→ **Instruction**:
Copy the records from the line containing "the dark storm" through the end of the records, replacing "innermost point" with "central point" and leaving everything else unchanged.

→ **Records of object location annotations**:
★ ★ ★ ★ ★

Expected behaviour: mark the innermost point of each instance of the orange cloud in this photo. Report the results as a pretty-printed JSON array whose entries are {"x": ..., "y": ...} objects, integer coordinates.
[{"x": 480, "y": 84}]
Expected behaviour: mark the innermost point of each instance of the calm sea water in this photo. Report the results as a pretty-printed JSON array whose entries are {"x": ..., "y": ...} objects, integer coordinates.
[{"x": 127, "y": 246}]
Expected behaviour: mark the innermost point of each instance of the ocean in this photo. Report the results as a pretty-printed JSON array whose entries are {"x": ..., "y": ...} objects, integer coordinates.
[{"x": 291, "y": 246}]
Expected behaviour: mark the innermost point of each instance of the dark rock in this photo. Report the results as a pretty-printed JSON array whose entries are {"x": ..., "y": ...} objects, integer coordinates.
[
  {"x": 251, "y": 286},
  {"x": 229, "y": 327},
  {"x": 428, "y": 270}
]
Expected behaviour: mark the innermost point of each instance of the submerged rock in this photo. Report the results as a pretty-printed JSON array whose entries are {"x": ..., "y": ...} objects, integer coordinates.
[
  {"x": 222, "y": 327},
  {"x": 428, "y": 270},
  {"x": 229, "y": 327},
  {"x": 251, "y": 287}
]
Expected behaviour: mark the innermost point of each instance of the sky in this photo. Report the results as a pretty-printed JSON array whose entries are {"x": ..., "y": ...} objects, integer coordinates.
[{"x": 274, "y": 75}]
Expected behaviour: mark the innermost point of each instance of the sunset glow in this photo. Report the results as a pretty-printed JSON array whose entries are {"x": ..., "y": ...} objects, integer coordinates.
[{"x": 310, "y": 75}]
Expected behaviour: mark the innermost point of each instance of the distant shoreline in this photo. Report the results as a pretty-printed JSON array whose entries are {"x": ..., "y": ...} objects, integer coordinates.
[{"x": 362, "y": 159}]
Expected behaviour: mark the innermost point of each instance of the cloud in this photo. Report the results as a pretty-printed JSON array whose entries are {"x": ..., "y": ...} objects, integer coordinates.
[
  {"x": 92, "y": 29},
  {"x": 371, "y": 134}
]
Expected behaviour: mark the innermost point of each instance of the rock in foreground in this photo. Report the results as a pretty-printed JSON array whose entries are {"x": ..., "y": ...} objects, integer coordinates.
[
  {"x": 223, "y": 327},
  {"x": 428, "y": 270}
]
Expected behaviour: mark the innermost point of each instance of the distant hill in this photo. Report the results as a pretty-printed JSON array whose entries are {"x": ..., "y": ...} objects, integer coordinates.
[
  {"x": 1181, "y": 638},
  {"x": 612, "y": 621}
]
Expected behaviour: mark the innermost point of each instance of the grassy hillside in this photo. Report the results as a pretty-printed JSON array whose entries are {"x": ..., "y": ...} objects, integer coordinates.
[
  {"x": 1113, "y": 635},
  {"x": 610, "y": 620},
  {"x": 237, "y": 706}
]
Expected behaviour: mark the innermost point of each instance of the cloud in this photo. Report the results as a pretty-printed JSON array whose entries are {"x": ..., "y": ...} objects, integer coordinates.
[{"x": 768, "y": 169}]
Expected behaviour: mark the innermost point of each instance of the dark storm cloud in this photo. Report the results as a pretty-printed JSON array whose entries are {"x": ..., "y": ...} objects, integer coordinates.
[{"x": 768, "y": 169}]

★ ★ ★ ★ ★

→ **Task result**:
Expected behaviour: mark the central point of each instance of the dark storm cloud in this photo. Report the results as a pretty-printed JSON array whose entries are {"x": ..., "y": ...} objects, integer coordinates.
[{"x": 768, "y": 169}]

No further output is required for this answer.